======== EXCERPTED TEXT ========
Do you want to join the team that is bringing virtualization into the mainstream? In Windows 7, our team will be responsible for creating, mounting, performing I/O on, and dismounting VHDs (virtual hard disks) natively. Imagine being able to mount a VHD on any Windows machine, do some offline servicing and then boot from that same VHD. Or perhaps, taking an existing VHD you currently use within Virtual Server and boost performance by booting natively from it.

Do you want to have the opportunity to work on a great Core OS team at the heart of Windows? If you have big ideas and want to implement them, if you love writing code, if you love delving into operating system internals, if you want to work on high visibility projects with direct consumer and customer impact and still work in a very technical environment, then you will feel right at home in this team.

Virtualization technology has been a great success with Virtual Server and Hyper-V. With native OS support on the horizon it will become an even greater hit. Our team is making this a reality in Windows 7. Consider the simplicity of backup using a VHD, or the portability of a virtual disk backed by a single file. These are a few reasons why this technology is poised to be one of the greatest features in Windows 7–come help us achieve this goal.

Whilst “one of the great features in Windows 7″ might be a bit much, this is right up there with the new multi-line Calculator. No seriously, this has rather interesting implications for IT administrators and even home users.
========
* **JOBS**:
- 1) For each statement, say yes or no to whether it agrees with the VHD passage above, and quote the words of the passage that decide it. (a) In Windows 7, the team will be responsible for creating and dismounting VHDs natively. (b) Virtualization technology has been a great success with Hyper-V. (c) The last paragraph says the feature matters only to IT administrators.
- 2) From the VHD passage above, extract word for word everything from "Do you want to have" down to "in this team.".
======== INFORMATION PROVIDED ========
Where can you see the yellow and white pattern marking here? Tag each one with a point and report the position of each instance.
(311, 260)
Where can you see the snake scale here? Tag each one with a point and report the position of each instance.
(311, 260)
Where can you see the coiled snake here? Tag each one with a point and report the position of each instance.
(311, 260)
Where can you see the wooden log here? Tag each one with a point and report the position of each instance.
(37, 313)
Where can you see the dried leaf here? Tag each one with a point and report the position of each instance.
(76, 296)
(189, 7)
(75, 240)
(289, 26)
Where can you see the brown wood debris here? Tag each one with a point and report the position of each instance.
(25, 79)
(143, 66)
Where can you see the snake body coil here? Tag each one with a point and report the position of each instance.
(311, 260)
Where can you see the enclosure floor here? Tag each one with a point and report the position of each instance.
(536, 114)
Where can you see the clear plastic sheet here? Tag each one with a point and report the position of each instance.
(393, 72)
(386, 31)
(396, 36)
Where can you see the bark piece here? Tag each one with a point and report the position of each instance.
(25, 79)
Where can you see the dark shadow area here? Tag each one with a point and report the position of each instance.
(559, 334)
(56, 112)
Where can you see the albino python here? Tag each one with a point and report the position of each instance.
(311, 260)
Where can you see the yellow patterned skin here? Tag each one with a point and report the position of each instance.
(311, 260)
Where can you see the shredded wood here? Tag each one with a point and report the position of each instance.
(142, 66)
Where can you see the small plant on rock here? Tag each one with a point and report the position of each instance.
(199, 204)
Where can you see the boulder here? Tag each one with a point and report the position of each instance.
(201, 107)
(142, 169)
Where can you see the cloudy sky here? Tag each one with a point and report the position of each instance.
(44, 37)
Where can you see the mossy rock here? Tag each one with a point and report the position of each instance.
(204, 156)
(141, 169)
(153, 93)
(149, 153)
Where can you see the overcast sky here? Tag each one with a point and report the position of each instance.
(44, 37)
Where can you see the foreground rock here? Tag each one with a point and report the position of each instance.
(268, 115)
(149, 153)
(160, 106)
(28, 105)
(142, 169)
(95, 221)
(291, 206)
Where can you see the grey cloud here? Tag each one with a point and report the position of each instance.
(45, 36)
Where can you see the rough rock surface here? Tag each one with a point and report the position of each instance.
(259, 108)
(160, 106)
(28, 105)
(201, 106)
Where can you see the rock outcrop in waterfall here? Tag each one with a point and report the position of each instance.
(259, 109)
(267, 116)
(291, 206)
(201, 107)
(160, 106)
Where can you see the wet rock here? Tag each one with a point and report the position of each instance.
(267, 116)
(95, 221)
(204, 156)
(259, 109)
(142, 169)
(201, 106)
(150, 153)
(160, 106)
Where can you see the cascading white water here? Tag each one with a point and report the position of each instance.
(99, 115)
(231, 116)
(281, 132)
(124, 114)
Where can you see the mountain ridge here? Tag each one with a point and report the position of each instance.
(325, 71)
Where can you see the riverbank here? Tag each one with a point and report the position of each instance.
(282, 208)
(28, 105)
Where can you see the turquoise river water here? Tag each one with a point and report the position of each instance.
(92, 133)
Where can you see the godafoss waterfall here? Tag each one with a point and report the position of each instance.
========
* **ANSWERS**:
- 1)
(a) Yes: "our team will be responsible for creating, mounting, performing I/O on, and dismounting VHDs (virtual hard disks) natively"
(b) Yes: "Virtualization technology has been a great success with Virtual Server and Hyper-V."
(c) No: "this has rather interesting implications for IT administrators and even home users."

- 2)
Do you want to have the opportunity to work on a great Core OS team at the heart of Windows? If you have big ideas and want to implement them, if you love writing code, if you love delving into operating system internals, if you want to work on high visibility projects with direct consumer and customer impact and still work in a very technical environment, then you will feel right at home in this team.